Collected data:

--------

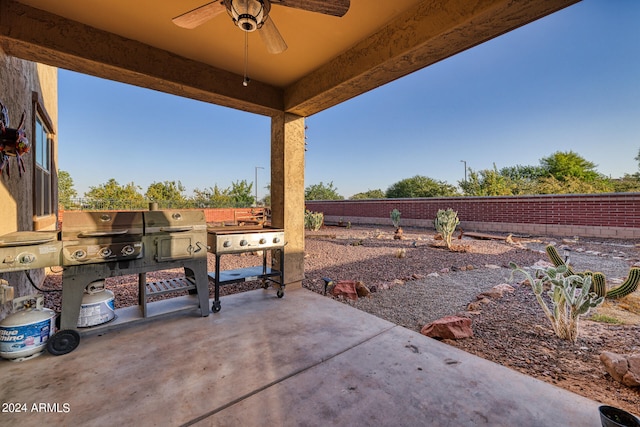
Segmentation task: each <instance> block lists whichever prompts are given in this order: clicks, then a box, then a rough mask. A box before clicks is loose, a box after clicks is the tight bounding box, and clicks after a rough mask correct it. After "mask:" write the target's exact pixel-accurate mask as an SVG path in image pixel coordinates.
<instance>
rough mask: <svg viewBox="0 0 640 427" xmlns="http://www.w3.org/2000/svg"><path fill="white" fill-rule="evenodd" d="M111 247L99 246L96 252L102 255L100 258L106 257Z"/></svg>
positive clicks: (105, 257) (109, 252) (110, 252)
mask: <svg viewBox="0 0 640 427" xmlns="http://www.w3.org/2000/svg"><path fill="white" fill-rule="evenodd" d="M111 253H112V252H111V249H110V248H100V251H99V252H98V254H99V255H100V256H101V257H102V258H108V257H110V256H111Z"/></svg>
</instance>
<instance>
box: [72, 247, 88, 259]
mask: <svg viewBox="0 0 640 427" xmlns="http://www.w3.org/2000/svg"><path fill="white" fill-rule="evenodd" d="M86 256H87V253H86V252H85V251H84V250H82V249H78V250H77V251H75V252H74V253H73V257H74V258H75V259H84V258H85V257H86Z"/></svg>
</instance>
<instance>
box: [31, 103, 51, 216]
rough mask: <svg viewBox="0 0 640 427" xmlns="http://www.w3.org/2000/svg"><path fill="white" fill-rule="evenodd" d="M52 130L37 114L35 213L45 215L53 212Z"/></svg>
mask: <svg viewBox="0 0 640 427" xmlns="http://www.w3.org/2000/svg"><path fill="white" fill-rule="evenodd" d="M51 146H52V139H51V131H50V130H49V129H48V127H47V125H46V124H45V121H44V120H43V119H42V117H41V116H40V114H36V127H35V135H34V142H33V150H34V153H33V154H34V156H35V160H36V162H35V163H36V165H35V176H34V211H35V212H34V214H35V216H45V215H51V214H53V206H52V205H53V197H52V190H51V189H52V185H51V175H52V174H51V148H52V147H51Z"/></svg>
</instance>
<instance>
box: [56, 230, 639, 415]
mask: <svg viewBox="0 0 640 427" xmlns="http://www.w3.org/2000/svg"><path fill="white" fill-rule="evenodd" d="M513 240H514V243H507V242H505V241H504V240H478V239H472V238H468V237H463V238H462V239H456V240H454V247H455V249H456V251H449V250H448V249H446V248H444V247H442V242H441V241H438V240H435V239H434V232H433V231H432V230H425V229H419V228H415V229H413V228H411V229H407V228H405V230H404V239H402V240H396V239H394V233H393V228H392V227H386V228H385V227H378V228H376V227H364V226H358V227H353V228H351V229H347V228H342V227H325V228H323V229H321V230H319V231H318V232H308V233H307V238H306V242H305V246H306V250H305V275H306V278H305V279H304V281H303V286H304V287H305V288H308V289H310V290H312V291H314V292H318V293H320V294H322V293H323V291H324V281H323V280H322V279H323V278H331V279H333V280H360V281H362V282H364V284H365V285H366V286H368V287H369V288H370V289H371V290H372V291H375V292H372V293H371V295H370V296H369V297H368V298H359V299H358V300H357V301H351V300H348V299H345V298H343V297H332V296H327V298H334V299H336V300H338V301H340V302H342V303H345V304H348V305H351V306H353V307H355V308H357V309H359V310H363V311H366V312H368V313H371V314H373V315H375V316H378V317H381V318H384V319H386V320H389V321H391V322H393V323H396V324H398V325H402V326H404V327H407V328H409V329H412V330H415V331H420V329H421V328H422V326H424V325H425V324H427V323H429V322H431V321H433V320H436V319H438V318H441V317H443V316H446V315H454V314H460V315H463V316H467V317H471V318H472V322H473V331H474V337H473V338H468V339H465V340H459V341H447V343H448V344H450V345H453V346H456V347H458V348H460V349H462V350H464V351H467V352H469V353H473V354H476V355H478V356H480V357H483V358H486V359H488V360H492V361H494V362H496V363H500V364H502V365H504V366H508V367H510V368H512V369H516V370H518V371H520V372H523V373H525V374H527V375H531V376H534V377H536V378H539V379H541V380H543V381H547V382H550V383H553V384H556V385H558V386H560V387H563V388H566V389H568V390H572V391H574V392H576V393H578V394H581V395H583V396H586V397H588V398H591V399H594V400H596V401H599V402H602V403H605V404H609V405H613V406H617V407H620V408H623V409H626V410H628V411H631V412H633V413H636V414H638V413H640V391H638V390H637V389H632V388H628V387H625V386H623V385H621V384H619V383H617V382H615V381H614V380H613V379H612V378H611V377H610V376H609V375H608V374H607V373H606V372H605V371H604V370H603V368H602V366H601V363H600V361H599V359H598V357H599V354H600V353H601V352H602V351H611V352H614V353H620V354H628V353H634V352H635V353H637V352H640V342H639V341H638V336H640V326H638V325H640V291H636V292H635V293H634V294H632V295H631V296H629V297H627V298H625V299H624V300H623V301H620V302H606V303H605V305H606V306H607V307H606V308H603V307H604V306H603V307H599V308H598V310H597V312H601V311H602V312H603V313H606V314H607V315H610V316H613V317H615V318H618V319H622V321H623V322H624V323H623V324H606V323H599V322H593V321H588V320H586V321H583V322H582V323H581V326H580V337H579V339H578V342H577V343H575V344H574V343H570V342H566V341H563V340H560V339H558V338H556V337H555V336H554V335H553V332H552V331H551V328H550V325H548V321H547V319H546V318H545V317H544V315H543V313H542V310H541V309H540V307H539V306H538V304H537V302H536V300H535V298H534V296H533V294H532V292H531V289H530V287H529V286H523V285H520V280H521V277H518V278H515V279H511V278H510V274H511V270H510V269H509V268H508V264H509V262H515V263H516V264H518V265H519V266H523V267H526V266H532V265H534V264H535V263H536V262H539V261H541V260H542V261H547V257H546V254H545V253H544V247H545V246H546V245H547V244H549V243H553V244H556V245H557V246H558V247H560V248H562V247H567V248H569V249H571V257H570V260H571V264H572V265H573V266H574V267H575V269H576V270H578V271H582V270H591V271H601V272H603V273H605V275H606V277H607V281H608V284H616V283H618V282H619V280H621V279H622V278H624V277H625V276H626V275H627V273H628V271H629V267H630V266H631V265H634V264H637V263H638V262H639V261H640V250H639V248H638V245H637V244H636V243H635V242H633V241H621V240H598V239H586V238H584V239H579V240H573V239H561V238H552V237H532V236H514V239H513ZM560 253H561V254H562V250H560ZM208 262H209V270H213V266H214V258H213V256H212V255H211V254H209V260H208ZM260 262H261V257H260V256H256V255H227V256H223V257H222V258H221V263H222V269H223V270H229V269H236V268H241V267H249V266H254V265H258V264H259V263H260ZM179 273H180V272H179V271H176V270H173V271H163V272H154V273H149V274H148V280H159V279H162V278H167V277H171V276H176V275H178V274H179ZM136 280H137V277H136V276H122V277H115V278H109V279H107V281H106V283H107V287H108V288H109V289H111V290H113V291H114V293H115V295H116V301H115V302H116V307H123V306H128V305H134V304H137V283H136ZM501 283H509V284H511V285H512V286H514V287H515V291H514V292H513V293H511V294H507V295H506V296H505V297H503V298H502V299H499V300H497V301H494V302H493V303H491V304H487V305H486V306H485V307H484V308H483V309H482V311H481V312H479V313H478V312H476V313H472V312H468V311H466V307H467V305H468V304H469V303H470V302H472V301H475V300H476V295H478V294H479V293H481V292H483V291H486V290H488V289H490V288H492V287H493V286H495V285H497V284H501ZM44 286H45V288H57V289H60V286H61V275H60V274H50V275H48V276H47V279H46V281H45V284H44ZM260 286H261V283H260V282H259V281H256V282H245V283H241V284H236V285H228V286H224V287H222V288H221V295H226V294H231V293H236V292H243V291H246V290H250V289H258V288H260ZM210 289H211V294H212V292H213V287H212V286H211V287H210ZM59 295H60V294H59V293H55V292H54V293H49V294H47V296H46V305H47V306H48V307H50V308H54V309H56V310H59V309H60V303H59V299H60V298H59ZM175 295H176V294H172V295H171V296H175ZM171 296H168V297H171ZM285 298H286V296H285Z"/></svg>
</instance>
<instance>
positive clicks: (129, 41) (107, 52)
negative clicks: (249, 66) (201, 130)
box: [0, 0, 283, 115]
mask: <svg viewBox="0 0 640 427" xmlns="http://www.w3.org/2000/svg"><path fill="white" fill-rule="evenodd" d="M0 46H1V47H2V49H3V50H4V51H5V52H6V53H7V54H9V55H12V56H15V57H18V58H22V59H26V60H30V61H35V62H41V63H44V64H48V65H52V66H55V67H59V68H65V69H69V70H73V71H77V72H80V73H84V74H88V75H92V76H96V77H101V78H105V79H110V80H115V81H119V82H123V83H128V84H132V85H136V86H141V87H146V88H149V89H155V90H158V91H162V92H167V93H171V94H174V95H179V96H184V97H188V98H193V99H197V100H200V101H204V102H210V103H214V104H217V105H222V106H226V107H230V108H236V109H239V110H243V111H249V112H252V113H256V114H262V115H274V114H276V113H278V112H281V111H282V110H283V101H282V99H283V94H282V90H281V89H279V88H275V87H272V86H270V85H267V84H264V83H261V82H259V81H251V83H250V85H249V86H248V87H244V86H243V85H242V80H243V77H242V76H239V75H237V74H234V73H231V72H227V71H224V70H221V69H218V68H214V67H211V66H208V65H205V64H202V63H199V62H196V61H193V60H189V59H186V58H183V57H180V56H177V55H174V54H172V53H170V52H167V51H165V50H161V49H157V48H154V47H152V46H149V45H146V44H143V43H140V42H138V41H135V40H130V39H127V38H124V37H120V36H117V35H114V34H111V33H108V32H105V31H102V30H100V29H96V28H93V27H89V26H87V25H84V24H81V23H78V22H75V21H71V20H68V19H65V18H63V17H60V16H57V15H53V14H51V13H48V12H45V11H42V10H39V9H35V8H31V7H28V6H25V5H22V4H20V3H18V2H15V1H9V0H0Z"/></svg>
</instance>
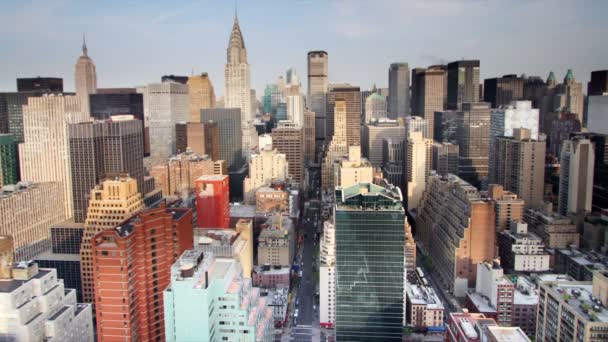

--------

> [YOUR TASK] Starting at the line that has "247L99 246L96 252L102" and ending at the line that has "box: [31, 103, 51, 216]", please write out the lines above exactly, leaving out all others.

> [FINAL ANSWER]
rough mask: <svg viewBox="0 0 640 427" xmlns="http://www.w3.org/2000/svg"><path fill="white" fill-rule="evenodd" d="M111 247L99 246L96 252L102 255L100 258L106 257Z"/></svg>
positive clicks: (105, 257) (109, 252) (110, 252)
mask: <svg viewBox="0 0 640 427" xmlns="http://www.w3.org/2000/svg"><path fill="white" fill-rule="evenodd" d="M111 253H112V252H111V249H110V248H100V251H99V252H98V254H99V255H100V256H101V257H102V258H108V257H110V256H111Z"/></svg>
</instance>
<instance>
box: [72, 247, 88, 259]
mask: <svg viewBox="0 0 640 427" xmlns="http://www.w3.org/2000/svg"><path fill="white" fill-rule="evenodd" d="M86 256H87V253H86V252H85V251H84V250H82V249H78V250H77V251H75V252H74V253H73V257H74V258H75V259H84V258H85V257H86Z"/></svg>
</instance>
<instance>
box: [31, 103, 51, 216]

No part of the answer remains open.